▶ Aim
Format the records below as a JSON list of strings, one string per line, omitting any blank lines.

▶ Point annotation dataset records
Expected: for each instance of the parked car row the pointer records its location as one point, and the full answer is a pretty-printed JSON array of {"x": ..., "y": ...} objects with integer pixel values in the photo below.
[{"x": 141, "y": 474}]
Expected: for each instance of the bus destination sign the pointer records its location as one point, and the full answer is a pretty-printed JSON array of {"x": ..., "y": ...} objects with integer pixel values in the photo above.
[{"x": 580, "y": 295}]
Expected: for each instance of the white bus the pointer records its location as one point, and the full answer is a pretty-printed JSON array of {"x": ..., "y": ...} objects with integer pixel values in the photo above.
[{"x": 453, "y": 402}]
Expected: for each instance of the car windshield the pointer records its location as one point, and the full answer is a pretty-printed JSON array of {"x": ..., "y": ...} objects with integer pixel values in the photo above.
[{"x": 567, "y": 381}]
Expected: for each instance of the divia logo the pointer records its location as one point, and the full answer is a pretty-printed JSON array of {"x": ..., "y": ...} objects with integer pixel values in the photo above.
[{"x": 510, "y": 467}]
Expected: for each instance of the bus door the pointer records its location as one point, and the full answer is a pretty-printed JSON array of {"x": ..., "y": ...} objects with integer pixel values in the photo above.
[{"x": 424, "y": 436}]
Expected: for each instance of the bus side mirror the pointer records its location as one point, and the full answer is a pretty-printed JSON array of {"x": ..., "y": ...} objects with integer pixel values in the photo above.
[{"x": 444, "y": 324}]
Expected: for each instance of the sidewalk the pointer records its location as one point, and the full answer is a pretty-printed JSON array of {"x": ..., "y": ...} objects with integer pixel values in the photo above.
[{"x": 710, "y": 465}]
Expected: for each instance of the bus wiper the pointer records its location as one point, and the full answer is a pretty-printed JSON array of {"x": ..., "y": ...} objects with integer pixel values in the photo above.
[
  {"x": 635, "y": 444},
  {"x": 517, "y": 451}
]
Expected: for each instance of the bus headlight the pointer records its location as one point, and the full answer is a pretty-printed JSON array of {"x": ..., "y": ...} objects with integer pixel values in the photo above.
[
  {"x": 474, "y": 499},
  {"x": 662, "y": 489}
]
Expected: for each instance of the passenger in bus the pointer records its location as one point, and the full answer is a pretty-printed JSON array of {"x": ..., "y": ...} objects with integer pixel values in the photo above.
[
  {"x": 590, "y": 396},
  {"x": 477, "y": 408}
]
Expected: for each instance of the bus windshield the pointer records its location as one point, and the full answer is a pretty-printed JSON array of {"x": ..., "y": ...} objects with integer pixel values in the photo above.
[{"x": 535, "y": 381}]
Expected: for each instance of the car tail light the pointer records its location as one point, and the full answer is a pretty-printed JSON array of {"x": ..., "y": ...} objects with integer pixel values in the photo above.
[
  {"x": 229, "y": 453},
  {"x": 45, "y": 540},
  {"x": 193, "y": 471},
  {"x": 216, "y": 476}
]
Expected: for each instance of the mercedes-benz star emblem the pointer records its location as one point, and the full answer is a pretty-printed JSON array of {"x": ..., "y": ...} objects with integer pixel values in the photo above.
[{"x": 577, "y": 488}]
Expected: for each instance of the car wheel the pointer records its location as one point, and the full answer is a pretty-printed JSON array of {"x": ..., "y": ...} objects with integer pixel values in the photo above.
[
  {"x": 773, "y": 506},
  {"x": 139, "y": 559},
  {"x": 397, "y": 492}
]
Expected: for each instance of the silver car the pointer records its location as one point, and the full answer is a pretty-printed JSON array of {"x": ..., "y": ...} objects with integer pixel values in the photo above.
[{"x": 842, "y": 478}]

▶ Answer to the task
[
  "Expected: for each instance of the parked car row the pointer records its location as one point, and the full answer is a pretty-printed JSON array of {\"x\": ..., \"y\": ...} objects with integer pixel values in the photo below.",
  "[{\"x\": 141, \"y\": 474}]",
  "Expected: for each instance of the bus destination sign the pointer records its location as one point, and the full answer is a pretty-printed JSON array of {\"x\": ..., \"y\": ...} objects with integer pixel values in the photo above.",
  "[{\"x\": 580, \"y\": 295}]",
  "Expected: for each instance of the white bus the pointer records its location as one point, and the full answer is a pretty-printed JSON array of {\"x\": ..., \"y\": ...} objects with integer pixel values in the photo above.",
  "[{\"x\": 453, \"y\": 402}]",
  "Expected: for each instance of the car windshield the pointer records its location as one point, and the full answer is a pretty-printed JSON array of {\"x\": ..., \"y\": ...} objects with integer pixel values in the photo above.",
  "[{\"x\": 567, \"y\": 381}]",
  "Expected: for each instance of the divia logo the pointer records its location as one point, and the full answer is a pretty-printed JSON array of {\"x\": ..., \"y\": ...} objects with integer pixel values in the photo above.",
  "[{\"x\": 510, \"y\": 467}]",
  "Expected: for each instance of the bus door the pointer records its location as one point, and the full answer is a pretty-printed JSON array of {\"x\": ..., \"y\": ...} objects with integer pixel values in the photo above.",
  "[{\"x\": 424, \"y\": 436}]",
  "Expected: for each instance of the bus side mirror the pointer records its location as one point, and the full answer is a pretty-printed JSON array of {\"x\": ..., \"y\": ...} objects with integer pixel values in the photo above.",
  "[{\"x\": 444, \"y\": 324}]",
  "Expected: for each instance of the sidewalk the pointer records its location as one point, and the full answer is a pretty-printed JSON array of {\"x\": ..., \"y\": ...} objects with integer pixel values in the photo above.",
  "[{\"x\": 710, \"y\": 465}]",
  "Expected: for each instance of the bus wiper the pointer records its location as one point, and the full answer is a pretty-printed JSON array of {\"x\": ..., \"y\": ...} objects with integer pixel values in the photo above.",
  "[",
  "  {\"x\": 635, \"y\": 444},",
  "  {\"x\": 517, \"y\": 451}",
  "]",
  "Expected: for each instance of the bus headlight the pointer records its location as one point, and the full answer is a pretty-printed JSON array of {\"x\": ..., \"y\": ...} objects with integer pixel values in the photo above.",
  "[",
  "  {\"x\": 474, \"y\": 499},",
  "  {\"x\": 662, \"y\": 489}",
  "]",
  "Expected: for each instance of the passenger in bus the pointer records its location as one point, and the full answer is a pretty-printed JSON array of {\"x\": ..., \"y\": ...} objects with integer pixel values in the photo above.",
  "[",
  "  {\"x\": 590, \"y\": 396},",
  "  {\"x\": 477, \"y\": 408}",
  "]",
  "Expected: for each instance of the bus windshield the pointer records its location as one point, and the full answer is a pretty-printed JSON array of {\"x\": ..., \"y\": ...} objects with integer pixel values in the photo above.",
  "[{\"x\": 535, \"y\": 381}]",
  "Expected: for each instance of the car tail light the pointer records its location as one point, and the full answer is a pretty-printed JSON array of {\"x\": ..., \"y\": ...} objects with integer pixel values in the photo above.",
  "[",
  "  {\"x\": 229, \"y\": 453},",
  "  {\"x\": 45, \"y\": 540},",
  "  {\"x\": 193, \"y\": 471},",
  "  {\"x\": 216, \"y\": 476}",
  "]",
  "Expected: for each instance of the mercedes-benz star emblem the pointer records its location as one point, and the full answer is a pretty-printed JSON array of {\"x\": ..., \"y\": ...} objects with integer pixel values in the photo above.",
  "[{\"x\": 577, \"y\": 488}]",
  "Expected: for each instance of the car wheel the pointer records its location as one point, and the full answer is a pretty-printed JSON array of {\"x\": ..., \"y\": ...} objects with integer pixel values in the photo above.",
  "[",
  "  {\"x\": 773, \"y\": 506},",
  "  {\"x\": 139, \"y\": 559},",
  "  {\"x\": 397, \"y\": 492}",
  "]",
  "Expected: for each instance of the silver car the pointer records its location as one point, and the full answer is a pretty-printed JSON array of {\"x\": ..., \"y\": ...} objects with integer pixel values in the photo above.",
  "[{\"x\": 842, \"y\": 478}]"
]